THE REQUEST =>
Filter the listing below down to the lines that contain the word "white", and copy each of those lines unchanged.

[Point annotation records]
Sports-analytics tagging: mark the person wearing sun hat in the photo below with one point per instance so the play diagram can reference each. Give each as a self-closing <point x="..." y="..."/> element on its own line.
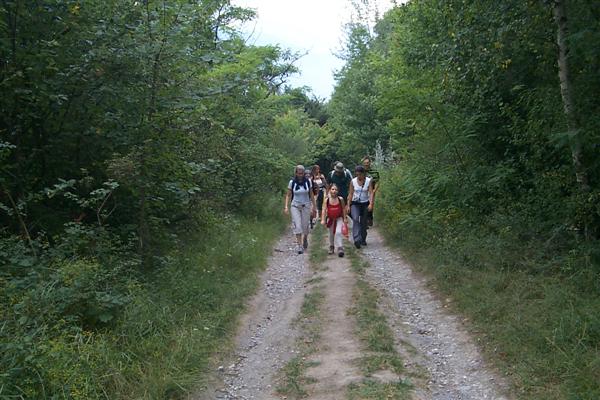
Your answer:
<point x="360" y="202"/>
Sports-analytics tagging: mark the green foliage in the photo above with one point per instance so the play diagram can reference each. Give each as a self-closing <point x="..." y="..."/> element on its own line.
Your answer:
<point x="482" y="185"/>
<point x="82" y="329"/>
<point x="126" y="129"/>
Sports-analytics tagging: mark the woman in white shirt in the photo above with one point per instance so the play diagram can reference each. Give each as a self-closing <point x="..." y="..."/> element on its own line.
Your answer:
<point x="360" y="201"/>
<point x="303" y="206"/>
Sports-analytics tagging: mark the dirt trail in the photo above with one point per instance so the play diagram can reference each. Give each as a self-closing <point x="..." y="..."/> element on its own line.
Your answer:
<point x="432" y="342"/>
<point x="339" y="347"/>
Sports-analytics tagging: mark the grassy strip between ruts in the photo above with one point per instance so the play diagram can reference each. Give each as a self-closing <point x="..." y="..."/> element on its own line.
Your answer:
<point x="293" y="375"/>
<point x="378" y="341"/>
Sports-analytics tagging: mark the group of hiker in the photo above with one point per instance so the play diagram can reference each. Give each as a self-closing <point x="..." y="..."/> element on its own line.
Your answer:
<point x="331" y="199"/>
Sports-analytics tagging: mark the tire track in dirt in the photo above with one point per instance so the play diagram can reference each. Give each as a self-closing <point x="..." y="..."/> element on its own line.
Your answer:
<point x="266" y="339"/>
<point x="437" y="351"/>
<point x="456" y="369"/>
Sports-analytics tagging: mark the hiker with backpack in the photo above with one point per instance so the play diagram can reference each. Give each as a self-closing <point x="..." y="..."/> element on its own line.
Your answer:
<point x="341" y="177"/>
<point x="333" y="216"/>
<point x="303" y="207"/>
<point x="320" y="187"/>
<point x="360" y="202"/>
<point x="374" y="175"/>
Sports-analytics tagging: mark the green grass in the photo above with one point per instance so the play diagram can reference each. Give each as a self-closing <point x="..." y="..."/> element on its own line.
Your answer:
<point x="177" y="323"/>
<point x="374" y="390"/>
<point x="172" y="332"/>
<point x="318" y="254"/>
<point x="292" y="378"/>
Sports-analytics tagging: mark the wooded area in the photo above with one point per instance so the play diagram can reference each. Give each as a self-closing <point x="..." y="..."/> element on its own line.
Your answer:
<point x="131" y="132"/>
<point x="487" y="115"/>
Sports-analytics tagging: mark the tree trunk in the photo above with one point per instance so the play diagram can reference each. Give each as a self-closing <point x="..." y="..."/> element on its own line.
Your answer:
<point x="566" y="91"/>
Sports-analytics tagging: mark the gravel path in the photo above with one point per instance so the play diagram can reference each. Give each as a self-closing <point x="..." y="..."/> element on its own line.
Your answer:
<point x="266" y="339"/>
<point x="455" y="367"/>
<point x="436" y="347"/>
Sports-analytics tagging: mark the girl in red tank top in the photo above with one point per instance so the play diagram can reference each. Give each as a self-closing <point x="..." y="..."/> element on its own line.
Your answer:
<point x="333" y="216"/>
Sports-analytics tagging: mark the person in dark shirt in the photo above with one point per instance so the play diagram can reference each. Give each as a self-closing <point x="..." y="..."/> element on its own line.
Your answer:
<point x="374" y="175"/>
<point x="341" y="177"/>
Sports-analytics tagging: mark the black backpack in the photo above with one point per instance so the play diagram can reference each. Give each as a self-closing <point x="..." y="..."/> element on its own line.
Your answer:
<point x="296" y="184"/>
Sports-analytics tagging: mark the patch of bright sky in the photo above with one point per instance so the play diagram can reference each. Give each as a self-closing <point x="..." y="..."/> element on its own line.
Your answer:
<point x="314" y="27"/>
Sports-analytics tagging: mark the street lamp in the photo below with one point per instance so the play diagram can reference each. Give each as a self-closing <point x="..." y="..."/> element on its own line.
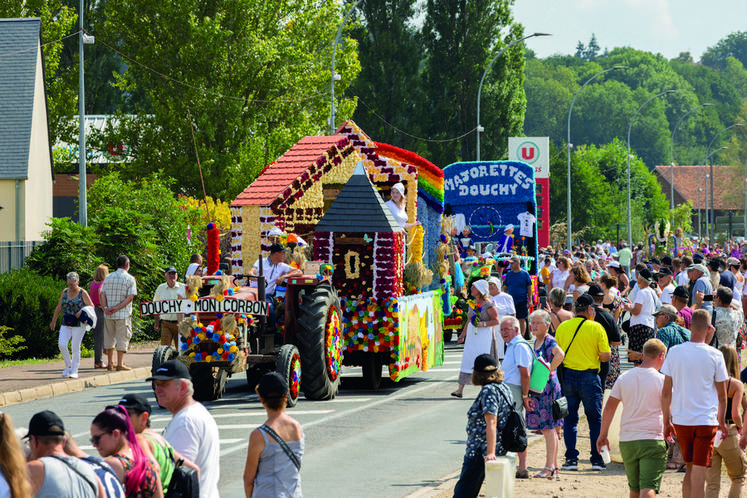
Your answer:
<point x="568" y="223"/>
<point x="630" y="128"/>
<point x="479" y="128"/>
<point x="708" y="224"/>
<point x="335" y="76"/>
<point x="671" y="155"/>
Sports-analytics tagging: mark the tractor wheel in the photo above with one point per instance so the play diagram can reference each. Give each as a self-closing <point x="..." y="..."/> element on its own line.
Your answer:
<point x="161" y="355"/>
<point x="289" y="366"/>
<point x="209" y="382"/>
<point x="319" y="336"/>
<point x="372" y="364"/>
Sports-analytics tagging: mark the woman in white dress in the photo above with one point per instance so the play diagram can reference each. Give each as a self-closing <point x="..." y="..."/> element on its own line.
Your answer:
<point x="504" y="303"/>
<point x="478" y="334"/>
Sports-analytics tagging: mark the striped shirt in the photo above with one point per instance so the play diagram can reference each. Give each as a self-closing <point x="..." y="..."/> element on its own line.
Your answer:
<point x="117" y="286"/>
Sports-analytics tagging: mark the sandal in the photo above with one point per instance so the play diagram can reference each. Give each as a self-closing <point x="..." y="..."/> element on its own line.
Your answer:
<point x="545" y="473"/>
==
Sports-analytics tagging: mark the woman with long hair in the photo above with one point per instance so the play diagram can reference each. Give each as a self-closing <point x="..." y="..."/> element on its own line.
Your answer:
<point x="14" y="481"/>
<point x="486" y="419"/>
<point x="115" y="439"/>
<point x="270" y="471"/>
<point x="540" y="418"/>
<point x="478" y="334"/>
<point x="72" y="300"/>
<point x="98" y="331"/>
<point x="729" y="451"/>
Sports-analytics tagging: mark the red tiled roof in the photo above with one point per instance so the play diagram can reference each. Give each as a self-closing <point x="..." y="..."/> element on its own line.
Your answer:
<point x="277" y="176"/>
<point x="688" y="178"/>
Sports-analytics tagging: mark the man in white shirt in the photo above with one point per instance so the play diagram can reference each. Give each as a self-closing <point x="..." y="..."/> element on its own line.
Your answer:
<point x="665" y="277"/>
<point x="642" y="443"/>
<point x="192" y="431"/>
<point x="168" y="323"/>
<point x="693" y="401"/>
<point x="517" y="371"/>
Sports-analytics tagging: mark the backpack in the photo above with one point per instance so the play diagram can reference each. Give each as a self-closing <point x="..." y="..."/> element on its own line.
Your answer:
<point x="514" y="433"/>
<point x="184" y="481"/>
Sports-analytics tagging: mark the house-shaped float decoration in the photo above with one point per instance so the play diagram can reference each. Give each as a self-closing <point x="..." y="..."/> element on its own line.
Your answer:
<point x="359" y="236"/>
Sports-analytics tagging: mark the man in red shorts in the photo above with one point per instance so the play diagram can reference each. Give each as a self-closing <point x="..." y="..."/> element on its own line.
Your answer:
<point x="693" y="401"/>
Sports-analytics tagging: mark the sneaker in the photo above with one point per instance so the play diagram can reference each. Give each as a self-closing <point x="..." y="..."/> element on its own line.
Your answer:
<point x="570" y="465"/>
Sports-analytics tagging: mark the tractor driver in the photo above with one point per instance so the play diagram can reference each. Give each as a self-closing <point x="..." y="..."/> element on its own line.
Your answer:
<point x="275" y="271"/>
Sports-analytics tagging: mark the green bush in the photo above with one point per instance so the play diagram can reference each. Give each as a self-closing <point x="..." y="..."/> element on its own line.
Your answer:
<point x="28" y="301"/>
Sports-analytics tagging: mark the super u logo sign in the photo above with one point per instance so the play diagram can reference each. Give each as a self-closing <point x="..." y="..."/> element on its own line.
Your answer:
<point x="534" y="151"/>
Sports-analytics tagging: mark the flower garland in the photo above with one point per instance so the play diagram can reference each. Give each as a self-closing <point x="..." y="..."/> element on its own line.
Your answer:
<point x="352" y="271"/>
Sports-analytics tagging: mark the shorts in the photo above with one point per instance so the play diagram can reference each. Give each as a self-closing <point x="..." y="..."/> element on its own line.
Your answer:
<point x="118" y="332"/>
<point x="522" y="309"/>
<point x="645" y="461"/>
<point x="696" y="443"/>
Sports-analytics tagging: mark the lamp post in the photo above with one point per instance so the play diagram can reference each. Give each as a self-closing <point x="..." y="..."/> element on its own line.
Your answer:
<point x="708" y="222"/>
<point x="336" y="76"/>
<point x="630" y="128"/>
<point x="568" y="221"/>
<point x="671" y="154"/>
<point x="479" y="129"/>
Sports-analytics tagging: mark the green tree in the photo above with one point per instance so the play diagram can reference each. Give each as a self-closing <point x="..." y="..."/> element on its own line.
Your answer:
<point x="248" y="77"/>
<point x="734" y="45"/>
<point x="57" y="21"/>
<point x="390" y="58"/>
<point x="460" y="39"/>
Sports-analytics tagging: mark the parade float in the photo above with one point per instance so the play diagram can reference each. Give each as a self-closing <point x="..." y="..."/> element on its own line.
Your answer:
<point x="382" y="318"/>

RESULT FOR THIS EXERCISE =>
Sports-analytics tagging: mark the woman in white shirt in the photo above with one point per instance so the play diagram can reference each. Give each as a self-closing <point x="..." y="..."/> element on its own line.
Sports-analytics tagging: mark the woman in white dress in the photo above with one point per instance so the play diagram can reference each. Give each as a self-closing <point x="..." y="..."/> element on its own line.
Sports-analytics tagging: mark the man in white shirt in the photo above with one point per instance so the play diagram can reference each. Give each as a self-closing <point x="..." y="..."/> element on its own line.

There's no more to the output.